▶ [Exercise]: With the images removed, transcribe the listing that follows exactly.

====== Data

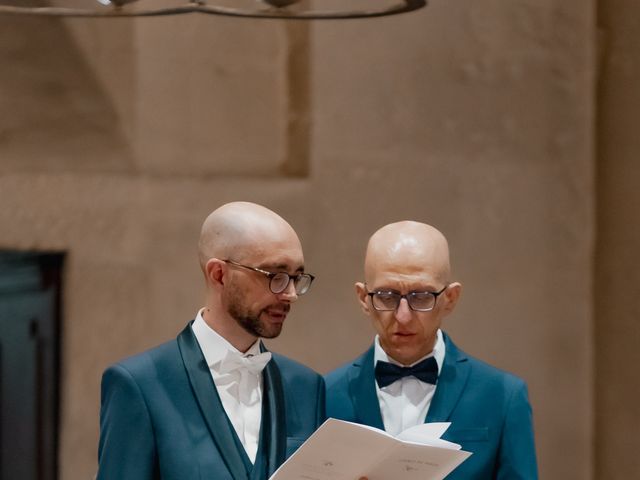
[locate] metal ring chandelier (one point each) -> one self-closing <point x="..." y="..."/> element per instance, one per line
<point x="275" y="9"/>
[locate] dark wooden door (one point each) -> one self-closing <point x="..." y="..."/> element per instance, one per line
<point x="29" y="343"/>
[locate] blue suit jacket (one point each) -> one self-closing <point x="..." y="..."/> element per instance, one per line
<point x="161" y="417"/>
<point x="488" y="409"/>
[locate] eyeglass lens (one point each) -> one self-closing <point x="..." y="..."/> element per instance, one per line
<point x="417" y="300"/>
<point x="280" y="282"/>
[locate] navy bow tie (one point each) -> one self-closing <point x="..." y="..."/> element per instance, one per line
<point x="425" y="371"/>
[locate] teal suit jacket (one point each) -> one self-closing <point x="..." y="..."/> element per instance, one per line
<point x="161" y="417"/>
<point x="488" y="409"/>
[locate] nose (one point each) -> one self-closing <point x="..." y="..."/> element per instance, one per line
<point x="403" y="313"/>
<point x="288" y="294"/>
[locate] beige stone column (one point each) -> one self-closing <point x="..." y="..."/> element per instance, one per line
<point x="617" y="274"/>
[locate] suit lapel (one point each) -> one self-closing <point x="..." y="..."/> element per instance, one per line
<point x="211" y="407"/>
<point x="451" y="383"/>
<point x="362" y="389"/>
<point x="273" y="436"/>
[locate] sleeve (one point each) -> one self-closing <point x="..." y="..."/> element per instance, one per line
<point x="126" y="450"/>
<point x="517" y="456"/>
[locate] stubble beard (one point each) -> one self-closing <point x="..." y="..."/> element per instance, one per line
<point x="251" y="322"/>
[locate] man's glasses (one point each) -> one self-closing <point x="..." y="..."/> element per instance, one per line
<point x="418" y="301"/>
<point x="279" y="281"/>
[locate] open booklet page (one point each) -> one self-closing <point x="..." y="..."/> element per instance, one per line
<point x="341" y="450"/>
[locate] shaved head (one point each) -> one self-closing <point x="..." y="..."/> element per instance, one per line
<point x="402" y="259"/>
<point x="240" y="245"/>
<point x="412" y="245"/>
<point x="238" y="227"/>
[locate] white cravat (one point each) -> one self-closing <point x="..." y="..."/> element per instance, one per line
<point x="238" y="379"/>
<point x="405" y="402"/>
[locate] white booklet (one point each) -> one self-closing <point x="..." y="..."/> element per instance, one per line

============

▶ [Your response]:
[locate] metal ring chandelier (one point each) -> one self-closing <point x="..." y="..."/> element per instance, one per line
<point x="275" y="9"/>
[locate] dark wooden door (one point each) -> one self-closing <point x="..." y="..."/> element per instance, one per line
<point x="29" y="343"/>
[locate] blue suit jacket (one point each) -> one self-closing <point x="..." y="..."/> element per instance, one per line
<point x="161" y="417"/>
<point x="488" y="409"/>
[locate] eyeglass lens (one point each) -> one self-closing <point x="..." y="..."/> element per instance, one per line
<point x="417" y="300"/>
<point x="280" y="282"/>
[locate] navy bow tie (one point each) -> one self-closing <point x="..." y="..."/> element per instance, one per line
<point x="425" y="371"/>
[locate] teal suit jacket (one point each) -> one self-closing <point x="..." y="..."/> element per instance, one per line
<point x="161" y="417"/>
<point x="488" y="409"/>
[locate] nose (one point each) -> one self-closing <point x="..." y="..."/> element per instance, one per line
<point x="403" y="313"/>
<point x="288" y="294"/>
[locate] beige stone column (one point each) -> one self-closing <point x="..." y="..."/> element per instance, one per line
<point x="617" y="274"/>
[locate] suit lapel (one point each) -> one self-closing <point x="..." y="..."/> element per instance, one per line
<point x="211" y="407"/>
<point x="451" y="383"/>
<point x="362" y="389"/>
<point x="273" y="436"/>
[locate] sleeve (one point each) -> one self-closing <point x="..." y="..."/> element per instance, one per line
<point x="126" y="450"/>
<point x="517" y="456"/>
[locate] stubble beard (one point each) -> one self-closing <point x="..." y="..."/> element per instance, one per line
<point x="251" y="322"/>
[locate] man's glasses (one point each) -> one self-closing <point x="..." y="..."/> element per instance, one per line
<point x="418" y="301"/>
<point x="279" y="281"/>
[locate] open booklet page (one point each) -> one self-closing <point x="..." y="..."/> element per instance, one per line
<point x="341" y="450"/>
[locate] shaved head (one point each) -> one self-closing <point x="..." y="..."/> element per instance, one per line
<point x="402" y="259"/>
<point x="240" y="245"/>
<point x="412" y="245"/>
<point x="238" y="227"/>
[locate] white cravat (one point each) -> one self-closing <point x="..." y="..."/> element per instance, one per line
<point x="238" y="379"/>
<point x="405" y="402"/>
[locate] white booklet (one point each) -> one self-closing <point x="..." y="..."/> element per instance, one per line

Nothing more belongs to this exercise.